Reproduce the listing in its entirety. Do not reproduce the pictures.

═══ Data ═══

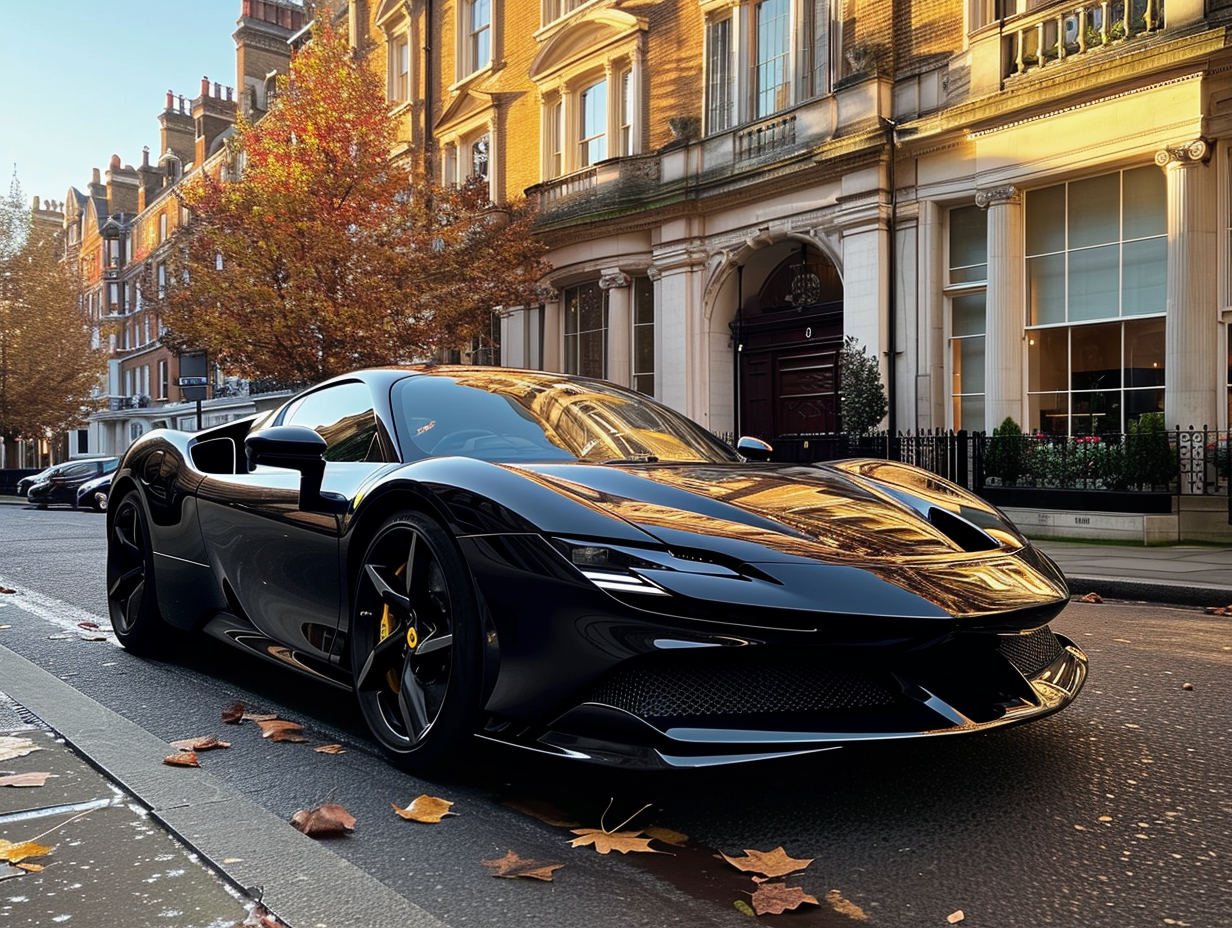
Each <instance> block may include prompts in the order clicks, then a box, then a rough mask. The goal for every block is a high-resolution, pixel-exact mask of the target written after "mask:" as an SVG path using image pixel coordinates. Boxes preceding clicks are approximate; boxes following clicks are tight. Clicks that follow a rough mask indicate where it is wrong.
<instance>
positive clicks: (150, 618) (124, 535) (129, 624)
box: [107, 490, 168, 653]
mask: <svg viewBox="0 0 1232 928" xmlns="http://www.w3.org/2000/svg"><path fill="white" fill-rule="evenodd" d="M107 608H108V610H110V613H111V627H112V630H113V631H115V633H116V640H117V641H120V643H121V645H123V646H124V647H126V648H128V649H129V651H133V652H137V653H150V652H153V651H156V649H158V647H159V646H160V645H163V643H164V642H165V640H166V632H168V625H166V624H165V622H164V621H163V616H161V614H160V613H159V608H158V595H156V593H155V589H154V548H153V545H152V541H150V532H149V523H148V521H147V520H145V510H144V509H143V508H142V500H140V497H139V495H138V494H137V490H131V492H128V493H126V494H124V495H123V497H122V498H121V500H120V503H118V504H117V507H116V514H115V518H112V519H111V520H110V525H108V531H107Z"/></svg>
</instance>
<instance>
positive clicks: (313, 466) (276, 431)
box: [244, 425, 346, 513]
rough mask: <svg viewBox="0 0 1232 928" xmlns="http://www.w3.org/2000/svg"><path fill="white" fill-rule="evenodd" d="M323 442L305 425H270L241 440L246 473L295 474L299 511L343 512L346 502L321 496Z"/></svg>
mask: <svg viewBox="0 0 1232 928" xmlns="http://www.w3.org/2000/svg"><path fill="white" fill-rule="evenodd" d="M326 447H328V445H326V444H325V439H323V438H322V436H320V435H318V434H317V433H315V431H313V430H312V429H309V428H308V426H307V425H274V426H271V428H269V429H260V430H257V431H254V433H253V434H251V435H249V436H248V438H246V439H244V455H245V456H246V457H248V466H249V470H251V468H253V467H255V466H257V465H265V466H266V467H286V468H288V470H292V471H299V508H301V509H303V510H304V511H307V513H345V511H346V499H345V498H342V497H340V495H338V494H335V493H328V494H326V493H322V490H320V482H322V478H323V477H324V476H325V449H326Z"/></svg>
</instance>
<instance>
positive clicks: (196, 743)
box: [171, 735, 230, 751]
mask: <svg viewBox="0 0 1232 928" xmlns="http://www.w3.org/2000/svg"><path fill="white" fill-rule="evenodd" d="M171 747H172V748H180V751H213V749H214V748H229V747H230V742H229V741H218V738H216V737H214V736H212V735H211V736H208V737H205V738H185V739H184V741H172V742H171Z"/></svg>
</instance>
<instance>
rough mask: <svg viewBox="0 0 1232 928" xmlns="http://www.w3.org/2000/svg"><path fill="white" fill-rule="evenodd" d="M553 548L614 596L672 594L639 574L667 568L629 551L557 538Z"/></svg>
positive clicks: (615, 547)
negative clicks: (646, 569)
mask: <svg viewBox="0 0 1232 928" xmlns="http://www.w3.org/2000/svg"><path fill="white" fill-rule="evenodd" d="M553 545H554V546H556V548H557V550H558V551H559V552H561V553H562V555H564V557H565V558H567V560H568V561H569V563H572V564H573V566H574V567H577V568H578V569H579V571H580V572H582V576H583V577H585V578H586V579H588V580H590V582H591V583H594V584H595V585H596V587H599V589H604V590H609V592H611V593H639V594H643V595H649V596H670V595H671V594H670V593H668V592H667V590H665V589H663V588H662V587H659V585H658V584H657V583H653V582H652V580H648V579H647V578H646V577H643V576H642V574H641V573H639V572H638V571H642V569H664V567H663V566H662V564H658V563H654V562H653V561H648V560H647V558H644V557H639V556H638V555H636V553H633V552H631V551H628V550H625V548H617V547H610V546H606V545H594V543H589V542H582V541H570V540H568V539H554V540H553Z"/></svg>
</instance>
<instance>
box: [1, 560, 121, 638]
mask: <svg viewBox="0 0 1232 928" xmlns="http://www.w3.org/2000/svg"><path fill="white" fill-rule="evenodd" d="M0 587H9V588H10V589H15V590H17V592H16V593H6V594H4V595H0V608H4V606H16V608H17V609H21V610H22V611H25V613H30V614H31V615H33V616H37V617H39V619H42V620H43V621H46V622H49V624H51V625H54V626H55V627H58V629H64V630H65V631H70V632H73V633H74V635H90V633H103V635H106V636H107V641H110V642H111V643H112V645H116V647H120V642H117V641H116V638H115V636H113V635H112V633H111V621H110V620H108V619H105V617H103V616H101V615H96V614H95V613H87V611H86V610H85V609H79V608H78V606H74V605H71V604H69V603H65V601H64V600H60V599H55V598H54V596H44V595H43V594H42V593H36V592H34V590H31V589H22V587H21V585H20V584H18V583H17V582H16V580H12V579H10V578H7V577H0ZM81 622H92V624H94V625H97V626H99V627H97V629H90V627H81Z"/></svg>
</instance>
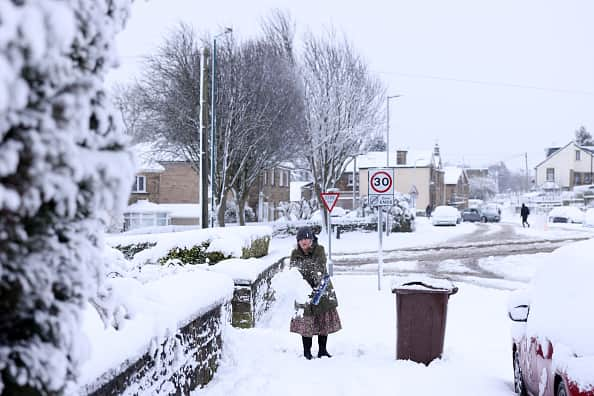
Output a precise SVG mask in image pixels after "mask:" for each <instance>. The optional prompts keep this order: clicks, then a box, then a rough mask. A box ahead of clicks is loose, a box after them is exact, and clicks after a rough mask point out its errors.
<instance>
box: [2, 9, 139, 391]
mask: <svg viewBox="0 0 594 396" xmlns="http://www.w3.org/2000/svg"><path fill="white" fill-rule="evenodd" d="M128 7H129V1H128V0H60V1H58V0H44V1H34V0H22V1H3V2H0V147H1V149H0V212H1V213H2V216H0V235H1V237H0V393H3V394H59V393H63V392H66V391H67V389H69V386H70V385H72V384H73V382H74V381H76V377H77V375H78V374H77V371H78V370H77V367H78V365H79V362H80V361H81V360H82V359H83V358H84V353H83V352H82V350H83V348H81V345H82V343H83V340H84V337H81V336H80V326H79V322H80V318H81V312H82V308H83V306H84V304H85V303H86V302H87V301H88V300H89V299H91V298H93V297H95V296H96V295H97V293H98V292H99V291H100V290H101V289H102V287H103V286H102V284H101V283H102V279H103V278H104V272H105V261H104V259H105V258H104V256H103V255H102V253H101V251H102V249H101V245H102V237H101V234H102V230H103V226H104V224H103V222H104V221H105V220H106V219H107V218H108V213H110V212H111V213H117V212H118V211H121V210H122V209H123V206H124V205H125V203H126V202H125V201H126V198H127V197H128V195H129V191H130V185H131V182H132V177H133V163H132V156H131V155H130V154H129V153H127V152H126V151H125V150H124V145H125V141H124V140H123V137H122V135H121V134H120V133H119V128H118V125H117V124H116V122H115V121H114V116H113V114H114V112H113V111H112V109H111V107H110V104H109V102H108V100H107V98H106V95H105V92H104V90H103V79H104V77H105V74H106V73H107V71H108V68H109V67H112V66H113V65H114V64H115V53H114V51H113V43H114V36H115V34H116V32H117V31H119V30H121V28H122V27H123V23H124V20H125V18H126V17H127V15H128Z"/></svg>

═══

[Output for this task]:
Each <instance> block may include prompts in the order clicks, then a box, then a rough mask. The goal for every block is a high-resolution, pixel-exact mask of the target written after "mask:" as an SVG path using image pixel coordinates. Boxes preceding clicks are approximate; boxes following clicks are tight. Clicks that follow a rough mask indicate where it is wrong.
<instance>
positive clicks: (150, 618) (124, 535) (129, 624)
box: [107, 490, 168, 653]
mask: <svg viewBox="0 0 1232 928" xmlns="http://www.w3.org/2000/svg"><path fill="white" fill-rule="evenodd" d="M107 608H108V610H110V613H111V627H112V630H113V631H115V633H116V640H117V641H120V643H121V645H123V646H124V647H126V648H128V649H129V651H133V652H137V653H150V652H153V651H156V649H158V647H159V646H160V645H163V643H164V642H165V640H166V632H168V625H166V624H165V622H164V621H163V616H161V614H160V613H159V608H158V595H156V593H155V589H154V548H153V545H152V541H150V532H149V523H148V521H147V520H145V510H144V509H143V508H142V500H140V497H139V495H138V494H137V490H131V492H128V493H126V494H124V495H123V497H122V498H121V500H120V503H118V504H117V507H116V514H115V518H112V519H111V520H110V525H108V531H107Z"/></svg>
</instance>
<instance>
positive clicks: (313, 466) (276, 431)
box: [244, 425, 346, 513]
rough mask: <svg viewBox="0 0 1232 928" xmlns="http://www.w3.org/2000/svg"><path fill="white" fill-rule="evenodd" d="M323 442L305 425H270L241 440L246 473L295 474L299 511L343 512L346 502L321 496Z"/></svg>
mask: <svg viewBox="0 0 1232 928" xmlns="http://www.w3.org/2000/svg"><path fill="white" fill-rule="evenodd" d="M326 447H328V445H326V444H325V439H323V438H322V436H320V435H318V434H317V433H315V431H313V430H312V429H309V428H308V426H307V425H274V426H271V428H269V429H260V430H257V431H254V433H253V434H251V435H249V436H248V438H246V439H244V455H245V456H246V457H248V466H249V470H251V468H253V467H255V466H257V465H265V466H266V467H286V468H288V470H292V471H299V508H301V509H303V510H304V511H307V513H345V511H346V499H345V498H342V497H340V495H338V494H335V493H328V494H326V493H322V490H320V482H322V478H323V477H324V476H325V449H326Z"/></svg>
</instance>
<instance>
positive clicks: (196, 743)
box: [171, 735, 230, 751]
mask: <svg viewBox="0 0 1232 928" xmlns="http://www.w3.org/2000/svg"><path fill="white" fill-rule="evenodd" d="M171 747H172V748H180V751H213V749H214V748H229V747H230V742H229V741H218V738H216V737H214V736H212V735H211V736H208V737H205V738H185V739H184V741H172V742H171Z"/></svg>
</instance>
<instance>
rough mask: <svg viewBox="0 0 1232 928" xmlns="http://www.w3.org/2000/svg"><path fill="white" fill-rule="evenodd" d="M553 548L614 596L672 594L639 574L667 568L629 551L557 538Z"/></svg>
positive clicks: (615, 547)
negative clicks: (646, 569)
mask: <svg viewBox="0 0 1232 928" xmlns="http://www.w3.org/2000/svg"><path fill="white" fill-rule="evenodd" d="M553 545H554V546H556V548H557V550H558V551H559V552H561V553H562V555H564V557H565V558H567V560H568V561H569V563H572V564H573V566H574V567H577V568H578V569H579V571H580V572H582V576H583V577H585V578H586V579H588V580H590V582H591V583H594V584H595V585H596V587H599V589H604V590H609V592H611V593H639V594H643V595H649V596H670V595H671V594H670V593H668V592H667V590H665V589H663V588H662V587H659V585H658V584H657V583H653V582H652V580H648V579H647V578H646V577H643V576H642V574H641V573H639V572H638V571H642V569H664V567H663V566H662V564H658V563H654V562H653V561H648V560H647V558H644V557H639V556H638V555H636V553H633V552H631V551H628V550H625V548H617V547H610V546H606V545H594V543H589V542H582V541H570V540H568V539H554V540H553Z"/></svg>
</instance>
<instance>
box: [1, 560, 121, 638]
mask: <svg viewBox="0 0 1232 928" xmlns="http://www.w3.org/2000/svg"><path fill="white" fill-rule="evenodd" d="M0 587H9V588H10V589H15V590H17V592H16V593H6V594H4V595H0V608H4V606H16V608H17V609H21V610H22V611H25V613H30V614H31V615H33V616H37V617H39V619H42V620H43V621H46V622H49V624H51V625H54V626H55V627H58V629H64V630H65V631H70V632H73V633H74V635H90V633H103V635H106V636H107V641H110V642H111V643H112V645H116V647H120V642H117V641H116V638H115V636H113V635H112V633H111V621H110V620H108V619H105V617H103V616H101V615H96V614H95V613H87V611H86V610H85V609H79V608H78V606H74V605H71V604H69V603H65V601H64V600H60V599H55V598H54V596H44V595H43V594H42V593H36V592H34V590H31V589H22V587H21V585H20V584H18V583H17V582H16V580H12V579H10V578H7V577H0ZM81 622H92V624H94V625H97V626H99V627H97V629H90V627H81Z"/></svg>
</instance>
Output a precise SVG mask in image pixels after "mask:" for each <instance>. The optional prompts keep this order: clicks, then a box, then a rough mask. A box ahead of clicks is loose, a box after them is exact, and clicks after a rough mask point out its errors.
<instance>
box: [2, 9, 139, 391]
mask: <svg viewBox="0 0 594 396" xmlns="http://www.w3.org/2000/svg"><path fill="white" fill-rule="evenodd" d="M128 7H129V1H128V0H60V1H58V0H44V1H34V0H22V1H3V2H0V147H1V149H0V212H1V213H2V216H0V235H1V237H0V393H3V394H59V393H63V392H66V391H67V389H69V386H70V385H72V384H73V382H74V381H76V377H77V375H78V374H77V371H78V370H77V367H78V365H79V362H80V361H81V360H82V359H83V358H84V353H83V352H82V350H83V348H81V345H82V343H83V340H84V337H81V336H80V326H79V322H80V318H81V312H82V308H83V306H84V304H85V303H86V302H87V301H88V300H89V299H91V298H93V297H95V296H96V295H97V293H98V292H99V291H100V290H101V289H102V287H103V286H102V284H101V283H102V279H103V278H104V272H105V261H104V259H105V258H104V256H103V255H102V253H101V251H102V249H101V245H102V237H101V234H102V230H103V226H104V224H103V222H104V221H105V220H106V219H107V218H108V213H110V212H111V213H117V212H118V211H121V210H122V209H123V206H124V205H125V203H126V202H125V201H126V198H127V197H128V195H129V191H130V185H131V182H132V177H133V163H132V156H131V155H130V154H129V153H127V152H126V151H125V150H124V145H125V141H124V140H123V137H122V135H121V134H120V133H119V128H118V125H117V124H116V122H115V121H114V116H113V114H114V112H113V111H112V109H111V107H110V104H109V102H108V100H107V98H106V95H105V92H104V90H103V79H104V77H105V74H106V73H107V71H108V68H109V67H112V66H113V65H114V64H115V53H114V51H113V43H114V36H115V34H116V32H117V31H119V30H121V28H122V27H123V23H124V20H125V18H126V17H127V15H128Z"/></svg>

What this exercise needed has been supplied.